• [TASK OBJECTIVE]: Leave every image out, and print the remaining lines below exactly.

• [DATA FOR PROCESSING]:
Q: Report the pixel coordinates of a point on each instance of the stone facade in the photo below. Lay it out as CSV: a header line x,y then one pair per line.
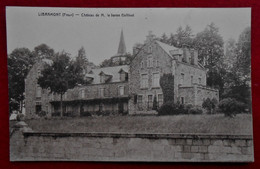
x,y
130,147
128,88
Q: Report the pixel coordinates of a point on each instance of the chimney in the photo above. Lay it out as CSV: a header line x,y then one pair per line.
x,y
185,53
149,37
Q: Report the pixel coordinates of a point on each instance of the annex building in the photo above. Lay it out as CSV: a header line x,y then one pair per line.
x,y
125,89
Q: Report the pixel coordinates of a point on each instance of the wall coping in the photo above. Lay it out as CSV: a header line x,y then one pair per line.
x,y
139,135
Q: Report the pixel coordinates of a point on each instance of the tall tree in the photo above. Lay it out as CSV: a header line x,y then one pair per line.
x,y
167,85
243,52
210,45
62,75
19,63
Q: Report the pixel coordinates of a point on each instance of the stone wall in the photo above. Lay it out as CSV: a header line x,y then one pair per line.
x,y
130,147
161,63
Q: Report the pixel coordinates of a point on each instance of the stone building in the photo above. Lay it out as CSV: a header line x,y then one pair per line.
x,y
152,60
126,88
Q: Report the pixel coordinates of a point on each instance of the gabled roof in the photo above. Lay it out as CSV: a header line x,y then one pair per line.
x,y
113,72
170,50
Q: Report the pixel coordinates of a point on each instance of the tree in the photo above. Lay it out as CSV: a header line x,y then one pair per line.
x,y
62,75
210,45
167,85
43,51
230,55
19,63
82,57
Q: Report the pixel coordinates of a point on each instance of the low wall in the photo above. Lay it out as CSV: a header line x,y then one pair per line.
x,y
30,146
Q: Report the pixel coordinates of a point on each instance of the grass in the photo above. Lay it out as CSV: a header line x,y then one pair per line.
x,y
213,124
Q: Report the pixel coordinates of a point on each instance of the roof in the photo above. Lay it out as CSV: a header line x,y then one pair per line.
x,y
170,50
113,71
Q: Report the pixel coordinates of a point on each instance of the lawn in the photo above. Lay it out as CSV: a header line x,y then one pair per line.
x,y
214,124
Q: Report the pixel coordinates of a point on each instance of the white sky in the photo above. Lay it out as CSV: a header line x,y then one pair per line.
x,y
100,35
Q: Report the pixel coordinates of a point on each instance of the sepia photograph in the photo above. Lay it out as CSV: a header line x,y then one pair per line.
x,y
130,84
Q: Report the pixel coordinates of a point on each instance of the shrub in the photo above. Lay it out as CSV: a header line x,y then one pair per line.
x,y
210,105
167,85
85,113
170,108
42,113
20,117
195,110
230,107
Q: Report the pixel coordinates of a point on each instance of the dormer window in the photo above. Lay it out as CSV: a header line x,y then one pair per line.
x,y
150,50
104,77
150,62
123,75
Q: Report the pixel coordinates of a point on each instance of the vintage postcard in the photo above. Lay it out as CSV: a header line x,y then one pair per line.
x,y
130,84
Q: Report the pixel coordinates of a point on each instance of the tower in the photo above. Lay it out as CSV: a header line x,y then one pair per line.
x,y
121,48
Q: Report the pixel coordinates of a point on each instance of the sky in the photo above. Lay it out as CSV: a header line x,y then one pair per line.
x,y
99,35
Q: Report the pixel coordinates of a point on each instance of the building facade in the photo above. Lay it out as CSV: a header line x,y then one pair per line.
x,y
126,89
153,59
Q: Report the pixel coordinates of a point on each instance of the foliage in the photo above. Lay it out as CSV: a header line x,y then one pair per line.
x,y
170,108
210,105
19,63
230,107
110,62
155,105
42,113
167,85
62,75
183,36
43,51
20,117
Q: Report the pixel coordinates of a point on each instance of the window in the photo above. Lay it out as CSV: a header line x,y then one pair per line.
x,y
199,80
101,92
82,93
160,100
121,90
150,62
150,102
65,95
182,100
144,81
156,80
39,72
157,63
140,102
123,76
38,92
182,79
150,49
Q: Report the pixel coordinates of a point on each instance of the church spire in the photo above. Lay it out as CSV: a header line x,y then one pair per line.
x,y
121,48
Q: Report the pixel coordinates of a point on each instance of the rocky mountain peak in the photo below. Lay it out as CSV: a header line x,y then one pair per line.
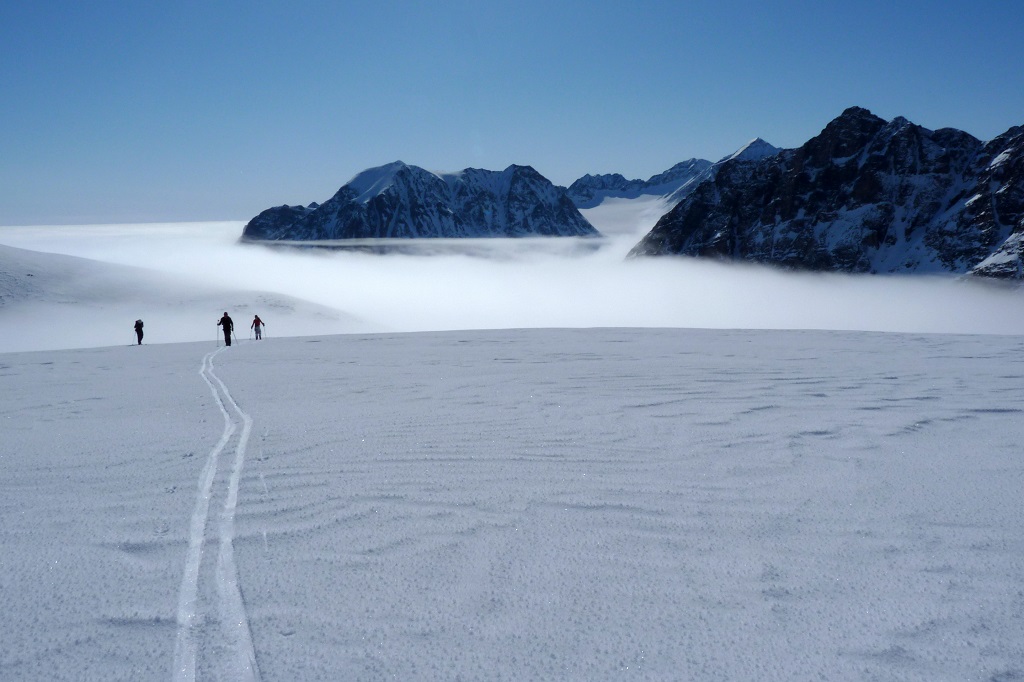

• [SOLUTION TO THIS EXERCISE]:
Q: Report the pixel coordinates of a point on each instance of the stone facade in the photo below. Lay it out as CSV: a header line x,y then one pair per line.
x,y
130,147
128,88
Q: Report the pixel coordinates of a point on each instance of the chimney in the photo above. Lay it out as CSV: a header line x,y then one pair per line.
x,y
185,53
149,37
Q: Report the pixel coordinates of a point on each instance of the annex building in the photo above. Lay it out as CSV: a header line x,y then one pair per line.
x,y
125,89
Q: Report the pixel coordinates of a point on each instance of the wall coping in the photo above. Lay it out as CSV: a header line x,y then one pair per line.
x,y
139,135
Q: Report the pixel coordinates of a point on each instance of the tall tree in the photo above. Lay it out as CSV: a header line x,y then one pair per line.
x,y
167,85
243,52
210,45
62,75
19,63
Q: Report the pixel coordinates of a point on each instance of the stone wall in the photo above. Lay it out as CSV: a header line x,y then one pair per line.
x,y
130,147
161,63
Q: Report the pixel coordinates of a point on each instance of the stone building in the photo above. Lay it out as CSV: a header line x,y then one pair per line.
x,y
152,60
126,88
Q: Report the pixel coordinates of a point on each instance of the gabled roof in the photo above. Lay it out as CSV: a header line x,y then one pair per line.
x,y
113,72
170,50
Q: Report the pixel coordinates of a point on each instance of the tree in the photo above. Lay it out as CSV: a header line x,y then one pair per line.
x,y
62,75
210,45
167,85
43,51
230,55
19,63
82,57
Q: Report the pixel coordinates of a point on each instance of the low wall in the photo above. Lay it out as CSV: a header line x,y then one pair per line.
x,y
30,146
Q: Report the pixel coordinates of a point on each instance of the grass in the photo above. Lay it out as CSV: a header line x,y then one pair per line.
x,y
213,124
Q: Report the pixel coordinates of a point on each instance of the roof in the photo above. Lay it out as CSV: a header line x,y then one pair per line.
x,y
170,50
113,71
Q: Report the pixel coordinates of a point on each instance of the lawn in the photo above. Lay it out as CSV: a header line x,y then one pair per line.
x,y
214,124
Q: Report the pixel coordinates of a point on each instance of the white sky in the photo above. Lay it out as CSV: a header line x,y then one pair per line.
x,y
100,35
Q: Report the pixel coordinates of a point on each instance of the sepia photograph in the photo above. Lay it out as CSV: a header line x,y then one pair per line.
x,y
130,84
Q: Report the pixel coordinates of a point on each instance of the shrub in the photo above. Lay it out as CSV: a header line x,y then one pair per line.
x,y
210,105
167,85
85,113
170,108
42,113
20,117
195,110
230,107
Q: Report the pixel coordinates of a point on each instance of the dormer window in the photo above. Lay it out as CSV: a header line x,y then one pair per line.
x,y
150,50
104,77
150,62
123,75
Q: Report the pixel coordinates of a point on each instance of the vintage postcard in the photo above. Lay it out as CSV: a header line x,y then one pair per line.
x,y
130,84
Q: Report the pixel coordinates of a point on each instance of the tower in the photo above. Lay it out as CSV: a header line x,y then one pair per line.
x,y
121,48
Q: Report the pixel coordinates of a point on each instance of the sky in the photo above. Lay it out as CSV: a header line x,y then one pair per line.
x,y
99,35
Q: Report the pixel coordinates of a point on each instance of the building facade in the photo above. Lay it out as CSV: a header line x,y then one pair per line.
x,y
126,89
153,59
Q: Report the pixel coordinates of a point on each instance of the foliage in the photo above. Lay it out as CSV: a header line x,y then one pair per line.
x,y
170,108
210,105
19,63
230,107
110,62
155,105
42,113
167,85
62,75
183,36
43,51
20,117
Q: Report the pixel coordinates of a point on each instance of the window in the photo above. Lay it out as CSV: a header line x,y then one pair per line.
x,y
199,80
101,92
82,93
160,100
121,90
150,62
150,102
65,95
182,100
144,81
156,80
39,72
157,63
140,102
123,76
38,92
182,79
150,49
Q: Report the pixel coordinates of a point on each instance of the church spire in the photo above. Lay it out as CSV: a header line x,y then one pair per line.
x,y
121,48
Q: Report the pixel coordinates of a point on each instance of the rocky mountain peak in the photo below. Lay it out as CSV: a header line x,y then one pair per line.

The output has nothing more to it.